- _Problem to work on_
Copy out all of the data exactly as it appears.

- _Records to use_
§
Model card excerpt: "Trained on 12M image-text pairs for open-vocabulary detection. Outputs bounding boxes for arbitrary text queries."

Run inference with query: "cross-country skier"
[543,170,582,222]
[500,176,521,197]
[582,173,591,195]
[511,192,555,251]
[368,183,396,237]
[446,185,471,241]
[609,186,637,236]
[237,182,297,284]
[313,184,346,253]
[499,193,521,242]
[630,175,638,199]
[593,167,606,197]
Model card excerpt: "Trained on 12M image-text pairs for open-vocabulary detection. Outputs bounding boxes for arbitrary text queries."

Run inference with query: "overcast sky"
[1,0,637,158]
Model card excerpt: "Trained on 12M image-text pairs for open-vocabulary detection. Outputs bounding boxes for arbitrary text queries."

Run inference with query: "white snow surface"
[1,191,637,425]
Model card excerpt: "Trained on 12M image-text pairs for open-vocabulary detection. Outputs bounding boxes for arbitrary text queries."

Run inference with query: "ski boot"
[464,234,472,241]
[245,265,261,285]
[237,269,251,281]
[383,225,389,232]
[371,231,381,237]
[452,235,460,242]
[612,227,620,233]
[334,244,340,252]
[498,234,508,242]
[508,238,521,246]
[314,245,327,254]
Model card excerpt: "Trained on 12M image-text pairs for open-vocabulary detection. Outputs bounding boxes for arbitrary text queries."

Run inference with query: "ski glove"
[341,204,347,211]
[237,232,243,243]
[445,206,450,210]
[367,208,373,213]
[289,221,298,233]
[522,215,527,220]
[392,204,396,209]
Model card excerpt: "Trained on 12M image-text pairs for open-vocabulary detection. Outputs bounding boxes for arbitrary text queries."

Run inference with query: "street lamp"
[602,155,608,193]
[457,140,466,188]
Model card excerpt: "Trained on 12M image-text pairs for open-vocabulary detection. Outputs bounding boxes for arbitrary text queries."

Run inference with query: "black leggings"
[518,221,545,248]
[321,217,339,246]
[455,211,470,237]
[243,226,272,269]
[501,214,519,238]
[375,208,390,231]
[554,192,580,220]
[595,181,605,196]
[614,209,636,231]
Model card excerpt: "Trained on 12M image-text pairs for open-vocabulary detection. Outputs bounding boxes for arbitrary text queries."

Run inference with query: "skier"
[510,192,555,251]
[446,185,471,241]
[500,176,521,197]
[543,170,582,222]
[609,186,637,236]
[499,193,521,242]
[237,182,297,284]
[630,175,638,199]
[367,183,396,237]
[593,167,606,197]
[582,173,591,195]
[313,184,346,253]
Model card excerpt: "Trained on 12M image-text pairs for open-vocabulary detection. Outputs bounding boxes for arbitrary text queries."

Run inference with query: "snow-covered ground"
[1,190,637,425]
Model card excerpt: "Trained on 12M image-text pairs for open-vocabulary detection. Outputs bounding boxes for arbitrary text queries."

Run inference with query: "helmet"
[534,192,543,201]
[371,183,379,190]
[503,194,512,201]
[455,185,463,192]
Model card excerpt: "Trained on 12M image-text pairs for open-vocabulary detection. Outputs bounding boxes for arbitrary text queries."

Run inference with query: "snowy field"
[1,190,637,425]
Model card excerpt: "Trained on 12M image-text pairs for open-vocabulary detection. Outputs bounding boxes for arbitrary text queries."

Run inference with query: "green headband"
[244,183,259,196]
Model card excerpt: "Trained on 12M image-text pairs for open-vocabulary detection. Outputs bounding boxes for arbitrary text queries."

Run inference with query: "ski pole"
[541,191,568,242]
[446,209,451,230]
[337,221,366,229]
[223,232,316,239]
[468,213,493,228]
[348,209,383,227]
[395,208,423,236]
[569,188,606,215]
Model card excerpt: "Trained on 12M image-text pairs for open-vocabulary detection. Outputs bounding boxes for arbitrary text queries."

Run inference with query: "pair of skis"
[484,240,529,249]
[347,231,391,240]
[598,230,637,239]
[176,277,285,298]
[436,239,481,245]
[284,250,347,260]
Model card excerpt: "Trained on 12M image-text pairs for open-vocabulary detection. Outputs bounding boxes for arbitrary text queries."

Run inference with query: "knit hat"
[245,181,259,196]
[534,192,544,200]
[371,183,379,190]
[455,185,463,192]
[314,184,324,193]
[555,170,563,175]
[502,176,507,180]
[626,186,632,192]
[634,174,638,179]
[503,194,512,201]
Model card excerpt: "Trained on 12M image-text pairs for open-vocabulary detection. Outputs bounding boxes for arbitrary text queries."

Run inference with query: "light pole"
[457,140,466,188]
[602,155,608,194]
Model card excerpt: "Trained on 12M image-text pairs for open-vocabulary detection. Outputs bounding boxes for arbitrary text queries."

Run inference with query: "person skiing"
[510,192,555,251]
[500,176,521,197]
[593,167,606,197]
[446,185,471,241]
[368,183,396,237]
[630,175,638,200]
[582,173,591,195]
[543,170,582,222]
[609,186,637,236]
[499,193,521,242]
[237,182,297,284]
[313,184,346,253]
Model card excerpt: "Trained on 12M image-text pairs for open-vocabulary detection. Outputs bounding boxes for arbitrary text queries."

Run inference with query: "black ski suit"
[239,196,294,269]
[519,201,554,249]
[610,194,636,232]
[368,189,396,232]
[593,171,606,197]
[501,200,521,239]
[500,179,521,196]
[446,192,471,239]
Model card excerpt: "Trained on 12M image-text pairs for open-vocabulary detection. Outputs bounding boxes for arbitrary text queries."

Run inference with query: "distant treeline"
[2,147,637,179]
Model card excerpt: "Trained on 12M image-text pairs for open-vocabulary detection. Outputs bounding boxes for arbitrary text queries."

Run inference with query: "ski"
§
- _Expected output_
Model card excerpt: "Trained on 12M image-text pairs for open-vocabulary detection. Outputs bounding boxes for arbitrary text queries."

Run inference with query: "cross-country skier"
[543,170,582,222]
[500,176,521,197]
[582,173,591,195]
[511,192,555,251]
[368,183,396,237]
[446,185,471,241]
[609,186,637,236]
[237,182,297,284]
[313,184,346,253]
[499,193,521,242]
[630,175,638,199]
[593,167,606,197]
Model card excerpt: "Trained on 12M image-text pairs for open-vocabulary detection. Outputs bounding boxes for arbitrary text queries."

Run inference with query: "overcast sky"
[1,0,637,158]
Model card excerpt: "Trained on 12M image-text pairs for open-vocabulary detection. Outputs bounding boxes for arbitrary text queries."

Run inference with query: "white snow surface"
[1,191,637,425]
Model card excerpt: "Trained on 12M image-text pairs for open-vocabulary detection. Outputs bounding boxes for arbitrary text queries."

Run inference with query: "ski boot"
[464,234,472,241]
[245,265,261,285]
[237,269,251,281]
[383,225,389,232]
[371,231,381,237]
[452,235,460,242]
[612,227,620,233]
[334,244,340,252]
[498,234,508,242]
[508,238,521,246]
[314,245,327,254]
Model card excerpt: "Trained on 12M image-text pairs for open-vocabulary detection. Outputs bounding boxes for arbitrary text queries."

Run inference with query: "ski glove"
[341,204,347,211]
[237,232,243,243]
[445,206,450,210]
[367,208,373,213]
[289,221,298,233]
[522,215,527,220]
[392,204,396,209]
Model card excerpt: "Trained on 12M image-text pairs for open-vocabulary detection. Outputs bounding boxes for arbitrary text queries."

Run inference with query: "street lamp"
[602,155,608,193]
[457,140,466,188]
Model card excerpt: "Trained on 12M image-text pairs for open-vocabulary detection. Outputs bounding boxes for arbitrary text queries."

Run inference with query: "black leggings"
[518,221,545,248]
[321,217,339,246]
[455,211,470,237]
[243,226,272,269]
[501,214,519,238]
[375,208,390,231]
[554,192,580,220]
[595,181,605,196]
[614,209,636,231]
Model card excerpt: "Trained on 12M image-text pairs for open-vocabulary detection. Outputs bounding boxes for arbitrary text queries."

Run inference with query: "skier"
[510,192,555,251]
[446,185,471,241]
[500,176,521,197]
[543,170,582,222]
[609,186,637,236]
[499,193,521,242]
[237,182,297,284]
[630,175,638,199]
[367,183,396,237]
[593,167,606,197]
[582,173,591,195]
[313,184,346,253]
Model card excerpt: "Trained on 12M image-text pairs for open-vocabulary detection. Outputs bounding boxes for arbitrary text queries."

Run inference with query: "snow-covered ground"
[1,190,637,425]
Model card excerpt: "Trained on 12M image-text pairs for open-vocabulary detection. Outputs bounding boxes for arbitrary text queries."

Run inference with query: "helmet"
[534,192,543,201]
[371,183,379,190]
[503,194,512,201]
[455,185,463,192]
Model card excerpt: "Trained on 12M image-text pairs for open-vocabulary detection. Outputs bounding boxes for arbitrary text queries."

Run inference with query: "snowy field"
[1,190,637,425]
Model card excerpt: "Trained on 12M image-text pairs for open-vocabulary detection. Outputs bounding boxes for arbitrary text queries."

Run inference with query: "green headband"
[244,183,259,196]
Model card excerpt: "Trained on 12M image-text pairs for open-vocabulary detection. Outputs bounding boxes for arbitrary text queries."

Run inference with query: "ski pole"
[541,191,568,242]
[446,209,451,230]
[337,221,366,229]
[223,232,316,239]
[468,213,493,228]
[348,209,383,227]
[395,208,423,236]
[569,188,606,215]
Model card excerpt: "Trained on 12M image-text pairs for open-vocabulary detection. Outputs bounding boxes for arbitrary text queries."

Run inference with query: "pair of skis"
[484,240,529,249]
[347,231,391,240]
[598,230,637,239]
[176,277,285,298]
[436,239,481,245]
[284,250,347,260]
Model card excerpt: "Trained on 12M image-text pairs for open-vocabulary detection. Outputs bounding boxes for arbitrary text queries."

Run inference with query: "knit hat"
[245,181,259,196]
[534,192,544,200]
[371,183,379,190]
[455,185,463,192]
[314,184,324,193]
[555,170,563,175]
[502,176,507,180]
[626,186,632,192]
[634,174,638,179]
[503,194,512,201]
Model card excerpt: "Trained on 12M image-text pairs for open-vocabulary detection. Outputs bounding boxes for arbitrary text queries."

Run inference with query: "light pole"
[457,140,466,188]
[602,155,608,194]
Model card excerpt: "Trained on 12M image-text pairs for open-vocabulary detection. Outputs bounding boxes for arbitrary text queries."

Run inference with query: "person skiing"
[510,192,555,251]
[500,176,521,197]
[593,167,606,197]
[446,185,471,241]
[368,183,396,237]
[630,175,638,200]
[582,173,591,195]
[543,170,582,222]
[609,186,637,236]
[499,193,521,242]
[237,182,297,284]
[313,184,346,253]
Model card excerpt: "Trained on 12M image-text pairs for open-vocabulary detection. Outputs bounding boxes for arbitrary text queries."

Run inference with query: "black ski suit"
[239,196,294,269]
[519,201,554,249]
[610,194,636,232]
[368,189,396,232]
[593,171,606,197]
[501,200,521,239]
[500,179,521,196]
[446,192,471,239]
Model card excerpt: "Trained on 12M image-text pairs for open-vocabulary detection. Outputs bounding boxes for arbitrary text queries."

Run inference with query: "distant treeline"
[2,147,637,179]
Model card excerpt: "Trained on 12M image-text pairs for open-vocabulary detection. Outputs bounding boxes for arbitrary text queries."

Run inference with query: "ski"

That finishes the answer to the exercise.